Could you transcribe every record below exactly as written, leaving out any pictures?
# START OF Exercise materials
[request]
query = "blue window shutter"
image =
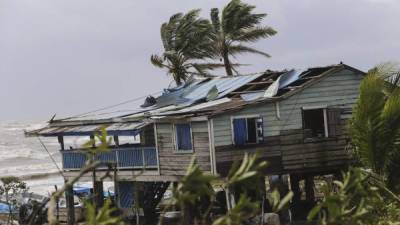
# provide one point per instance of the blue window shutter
(239, 131)
(260, 130)
(183, 136)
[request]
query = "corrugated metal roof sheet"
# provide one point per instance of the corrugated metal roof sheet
(225, 85)
(126, 128)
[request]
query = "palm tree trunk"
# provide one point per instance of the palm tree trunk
(227, 63)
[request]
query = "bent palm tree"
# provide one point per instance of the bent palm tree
(186, 40)
(375, 125)
(236, 26)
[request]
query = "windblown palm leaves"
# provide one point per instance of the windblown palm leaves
(236, 26)
(375, 125)
(186, 40)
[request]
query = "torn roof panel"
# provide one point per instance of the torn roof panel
(190, 98)
(126, 128)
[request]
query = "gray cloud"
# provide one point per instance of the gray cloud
(73, 56)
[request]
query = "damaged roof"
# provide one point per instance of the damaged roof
(197, 97)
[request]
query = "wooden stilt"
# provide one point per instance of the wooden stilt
(98, 194)
(309, 186)
(294, 185)
(69, 197)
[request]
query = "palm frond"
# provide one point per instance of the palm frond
(157, 61)
(241, 49)
(215, 21)
(254, 34)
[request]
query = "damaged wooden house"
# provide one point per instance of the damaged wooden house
(295, 119)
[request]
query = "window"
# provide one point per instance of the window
(183, 137)
(315, 121)
(247, 130)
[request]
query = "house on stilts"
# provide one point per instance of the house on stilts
(295, 119)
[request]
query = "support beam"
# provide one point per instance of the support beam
(69, 197)
(98, 194)
(309, 186)
(61, 141)
(294, 185)
(116, 140)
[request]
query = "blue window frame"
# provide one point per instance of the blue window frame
(247, 130)
(183, 134)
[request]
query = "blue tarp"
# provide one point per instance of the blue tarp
(4, 208)
(86, 190)
(125, 194)
(240, 131)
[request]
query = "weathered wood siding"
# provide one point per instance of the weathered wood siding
(339, 90)
(175, 163)
(147, 136)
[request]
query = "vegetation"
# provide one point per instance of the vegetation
(236, 26)
(10, 188)
(375, 124)
(190, 42)
(195, 195)
(356, 200)
(186, 40)
(104, 216)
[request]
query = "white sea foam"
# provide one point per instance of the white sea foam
(25, 156)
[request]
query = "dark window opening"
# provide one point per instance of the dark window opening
(251, 130)
(248, 130)
(313, 119)
(183, 137)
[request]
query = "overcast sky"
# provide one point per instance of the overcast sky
(69, 57)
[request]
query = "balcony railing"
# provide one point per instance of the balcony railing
(124, 157)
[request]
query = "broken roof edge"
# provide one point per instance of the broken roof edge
(335, 68)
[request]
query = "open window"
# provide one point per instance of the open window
(247, 130)
(183, 137)
(322, 122)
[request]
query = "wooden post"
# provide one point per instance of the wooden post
(98, 194)
(137, 191)
(294, 185)
(116, 140)
(61, 141)
(309, 186)
(69, 197)
(116, 189)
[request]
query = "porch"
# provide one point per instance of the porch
(125, 158)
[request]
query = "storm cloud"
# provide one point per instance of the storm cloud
(69, 57)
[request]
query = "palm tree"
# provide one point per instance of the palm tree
(236, 26)
(186, 40)
(375, 124)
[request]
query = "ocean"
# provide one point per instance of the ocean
(26, 158)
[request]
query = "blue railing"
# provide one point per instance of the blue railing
(125, 158)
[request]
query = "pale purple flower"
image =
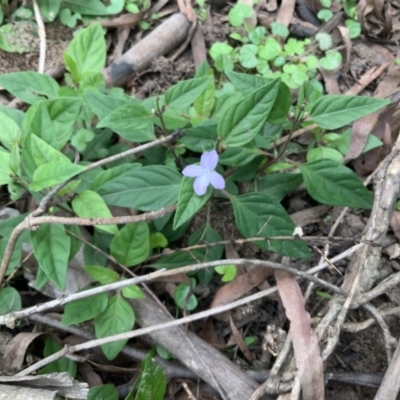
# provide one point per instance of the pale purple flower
(205, 173)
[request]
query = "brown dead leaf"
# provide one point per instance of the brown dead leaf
(305, 343)
(252, 21)
(14, 353)
(209, 334)
(395, 224)
(123, 20)
(286, 12)
(366, 79)
(389, 82)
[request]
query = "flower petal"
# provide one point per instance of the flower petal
(217, 180)
(193, 171)
(200, 184)
(209, 160)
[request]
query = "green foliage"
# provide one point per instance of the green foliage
(84, 309)
(103, 392)
(117, 318)
(151, 383)
(239, 115)
(51, 246)
(131, 245)
(10, 300)
(228, 272)
(274, 55)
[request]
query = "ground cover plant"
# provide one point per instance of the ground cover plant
(223, 138)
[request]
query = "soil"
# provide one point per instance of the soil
(359, 352)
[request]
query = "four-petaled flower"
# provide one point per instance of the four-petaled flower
(205, 173)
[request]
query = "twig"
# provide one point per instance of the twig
(363, 270)
(42, 37)
(143, 331)
(172, 370)
(307, 239)
(360, 326)
(11, 317)
(28, 221)
(390, 341)
(164, 273)
(391, 383)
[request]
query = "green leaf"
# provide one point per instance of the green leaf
(5, 170)
(331, 61)
(43, 153)
(103, 392)
(10, 300)
(157, 239)
(243, 120)
(131, 121)
(186, 92)
(84, 309)
(10, 134)
(51, 246)
(89, 204)
(248, 56)
(257, 214)
(53, 173)
(277, 186)
(16, 115)
(202, 137)
(102, 274)
(228, 272)
(117, 318)
(189, 202)
(184, 298)
(279, 29)
(324, 153)
(270, 50)
(332, 183)
(63, 364)
(148, 188)
(88, 50)
(131, 245)
(153, 382)
(335, 111)
(103, 104)
(354, 28)
(29, 86)
(87, 7)
(238, 13)
(15, 160)
(49, 9)
(205, 102)
(133, 292)
(53, 120)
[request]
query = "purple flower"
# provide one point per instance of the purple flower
(205, 173)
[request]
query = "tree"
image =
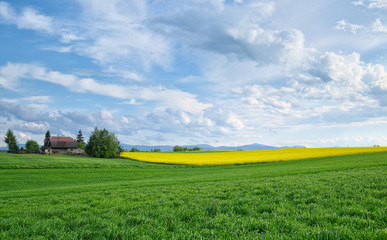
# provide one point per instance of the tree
(102, 144)
(46, 142)
(11, 141)
(32, 146)
(80, 138)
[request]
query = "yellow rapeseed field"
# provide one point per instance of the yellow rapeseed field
(242, 157)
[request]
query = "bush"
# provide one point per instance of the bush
(103, 144)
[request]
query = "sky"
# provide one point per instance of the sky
(219, 72)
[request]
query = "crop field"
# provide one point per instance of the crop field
(243, 157)
(65, 197)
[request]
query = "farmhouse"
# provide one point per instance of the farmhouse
(63, 145)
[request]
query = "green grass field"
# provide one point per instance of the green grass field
(64, 197)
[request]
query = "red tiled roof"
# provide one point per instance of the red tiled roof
(62, 139)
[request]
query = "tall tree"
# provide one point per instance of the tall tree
(11, 141)
(80, 138)
(102, 144)
(47, 139)
(46, 142)
(32, 146)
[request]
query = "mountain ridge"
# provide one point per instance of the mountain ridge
(207, 147)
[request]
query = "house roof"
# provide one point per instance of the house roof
(62, 139)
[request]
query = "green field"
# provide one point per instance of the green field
(64, 197)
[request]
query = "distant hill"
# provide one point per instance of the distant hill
(206, 147)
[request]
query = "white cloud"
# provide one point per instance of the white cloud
(28, 18)
(344, 25)
(380, 4)
(168, 98)
(378, 27)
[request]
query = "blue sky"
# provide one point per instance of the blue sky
(283, 72)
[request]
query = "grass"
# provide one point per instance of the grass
(243, 157)
(63, 197)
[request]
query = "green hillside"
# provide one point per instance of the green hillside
(64, 197)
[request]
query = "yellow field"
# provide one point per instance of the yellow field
(241, 157)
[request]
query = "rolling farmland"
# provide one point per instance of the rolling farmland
(64, 197)
(243, 157)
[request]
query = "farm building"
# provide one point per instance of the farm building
(63, 145)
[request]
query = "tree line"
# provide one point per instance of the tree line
(101, 144)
# END OF Exercise materials
Result:
[request]
query = "blue window shutter"
image =
# provide one point per instance of the blue window shutter
(239, 131)
(260, 130)
(183, 136)
[request]
query = "corrugated metal roof sheet"
# provide one point per instance of the corrugated metal roof sheet
(225, 85)
(126, 128)
[request]
query = "palm tree trunk"
# provide one point per instance of the palm tree trunk
(227, 63)
[request]
query = "bent palm tree"
# provide one point per instance of the bent palm tree
(186, 40)
(375, 125)
(236, 26)
[request]
query = "windblown palm leaves"
# provide one point per instance of the windblown palm leaves
(236, 26)
(375, 125)
(186, 40)
[request]
query = "torn roof panel"
# provide one point per instance of the torn roof panel
(190, 98)
(126, 128)
[request]
query = "gray cloud"
# provide one point per instance of the gray cloud
(73, 56)
[request]
query = "damaged roof"
# provide one point per instance of the damaged roof
(197, 97)
[request]
query = "wooden stilt"
# provide one point per instance of the wooden stilt
(98, 194)
(309, 186)
(294, 185)
(69, 197)
[request]
query = "palm frond"
# provide one point per instance of the palm frond
(157, 61)
(241, 49)
(215, 21)
(254, 34)
[request]
query = "damaged wooden house"
# provide one point per instance of the damaged wooden house
(295, 119)
[request]
query = "window"
# provide one point per instance of the window
(183, 137)
(315, 121)
(247, 130)
[request]
query = "house on stilts"
# provide one point per instance of the house on stilts
(295, 119)
[request]
query = "support beam"
# provide one point per instance of the support beam
(69, 197)
(98, 194)
(309, 186)
(61, 141)
(294, 185)
(116, 140)
[request]
query = "blue window frame"
# provide one point per instance of the blue window frame
(247, 130)
(183, 134)
[request]
query = "blue tarp"
# provide one point per instance of the blue tarp
(4, 208)
(86, 190)
(125, 194)
(240, 131)
[request]
query = "weathered wood siding"
# provide one point per instance of the weathered wood siding
(339, 90)
(175, 163)
(147, 136)
[request]
query = "vegetation"
# provide one point per instance of the vegetation
(236, 26)
(10, 188)
(375, 124)
(190, 42)
(195, 195)
(356, 200)
(186, 40)
(104, 216)
[request]
query = "white sea foam"
# provide one point per instance of the white sea foam
(25, 156)
[request]
query = "dark window opening"
# provide one point per instance of the dark window opening
(251, 130)
(248, 130)
(313, 119)
(183, 137)
[request]
query = "overcast sky"
# provide one point per instance of the overcast sky
(69, 57)
[request]
query = "balcony railing"
# provide one point per instance of the balcony railing
(124, 157)
[request]
query = "broken roof edge"
# provide one point per instance of the broken roof edge
(335, 68)
[request]
query = "open window"
# provide one point per instance of the open window
(247, 130)
(183, 137)
(322, 122)
[request]
query = "wooden post"
# provide one point per instance of the wooden post
(98, 194)
(137, 191)
(294, 185)
(116, 140)
(61, 141)
(309, 186)
(69, 197)
(116, 189)
[request]
query = "porch"
# provide one point per instance of the porch
(125, 158)
[request]
query = "storm cloud"
# provide one point per instance of the storm cloud
(69, 57)
[request]
query = "palm tree"
# provide one point per instance of the palm tree
(236, 26)
(186, 40)
(375, 124)
[request]
query = "ocean"
# provide one point per instance of the ocean
(26, 158)
[request]
query = "blue railing"
# provide one point per instance of the blue railing
(125, 158)
[request]
query = "pale purple flower"
image =
# provide one point per instance of the pale purple flower
(205, 173)
[request]
query = "brown dead leaf"
# provide one point per instance of the brown dead leaf
(305, 343)
(252, 21)
(14, 353)
(209, 334)
(395, 224)
(123, 20)
(286, 12)
(366, 79)
(389, 82)
[request]
query = "flower petal"
# provide one point per instance of the flower petal
(217, 180)
(193, 171)
(200, 184)
(209, 160)
[request]
query = "green foliage"
# provide one point per instance of the green foliage
(84, 309)
(103, 392)
(117, 318)
(151, 383)
(239, 115)
(51, 246)
(131, 245)
(10, 300)
(228, 272)
(274, 55)
[request]
query = "ground cover plant"
# provide one point per instance of the ground cover plant
(223, 138)
[request]
query = "soil"
# provide one point per instance of the soil
(359, 352)
[request]
query = "four-petaled flower"
# provide one point per instance of the four-petaled flower
(205, 173)
[request]
query = "twig"
# provide one point per instance of the twig
(363, 270)
(42, 37)
(143, 331)
(172, 370)
(307, 239)
(360, 326)
(11, 317)
(28, 221)
(390, 341)
(164, 273)
(391, 383)
[request]
query = "green leaf"
# provide one point per instance of the green leaf
(5, 170)
(331, 61)
(43, 153)
(103, 392)
(10, 300)
(157, 239)
(243, 120)
(131, 121)
(186, 92)
(84, 309)
(10, 134)
(51, 246)
(89, 204)
(248, 56)
(257, 214)
(53, 173)
(277, 186)
(16, 115)
(202, 137)
(102, 274)
(228, 272)
(117, 318)
(189, 202)
(184, 298)
(279, 29)
(324, 153)
(270, 50)
(332, 183)
(63, 364)
(148, 188)
(88, 50)
(131, 245)
(153, 382)
(335, 111)
(103, 104)
(354, 28)
(29, 86)
(87, 7)
(238, 13)
(15, 160)
(49, 9)
(205, 102)
(133, 292)
(53, 120)
[request]
query = "purple flower"
# provide one point per instance of the purple flower
(205, 173)
[request]
query = "tree"
image =
# provide one point per instance of the tree
(102, 144)
(46, 142)
(11, 141)
(32, 146)
(80, 138)
[request]
query = "yellow rapeseed field"
# provide one point per instance of the yellow rapeseed field
(242, 157)
[request]
query = "bush"
# provide one point per instance of the bush
(103, 144)
[request]
query = "sky"
# provide one point per instance of the sky
(219, 72)
[request]
query = "crop field"
# provide one point per instance of the crop field
(243, 157)
(65, 197)
[request]
query = "farmhouse"
# provide one point per instance of the farmhouse
(63, 145)
[request]
query = "green grass field"
# provide one point per instance of the green grass field
(64, 197)
[request]
query = "red tiled roof"
# provide one point per instance of the red tiled roof
(62, 139)
[request]
query = "tall tree"
# provide one point per instance of the tall tree
(11, 141)
(80, 138)
(102, 144)
(47, 139)
(46, 142)
(32, 146)
[request]
query = "mountain ridge"
# provide one point per instance of the mountain ridge
(207, 147)
[request]
query = "house roof"
# provide one point per instance of the house roof
(62, 139)
[request]
query = "green field"
# provide one point per instance of the green field
(64, 197)
[request]
query = "distant hill"
# provide one point per instance of the distant hill
(206, 147)
[request]
query = "white cloud"
# provide one point per instance of the white cloud
(28, 18)
(344, 25)
(380, 4)
(168, 98)
(378, 27)
[request]
query = "blue sky"
# provide one point per instance of the blue sky
(283, 72)
[request]
query = "grass"
# provide one point per instance of the grass
(243, 157)
(63, 197)
[request]
query = "green hillside"
# provide one point per instance of the green hillside
(64, 197)
[request]
query = "yellow field"
# provide one point per instance of the yellow field
(241, 157)
[request]
query = "rolling farmland"
# provide one point per instance of the rolling farmland
(64, 197)
(243, 157)
[request]
query = "farm building"
# provide one point per instance of the farm building
(63, 145)
[request]
query = "tree line"
# provide one point per instance of the tree line
(101, 144)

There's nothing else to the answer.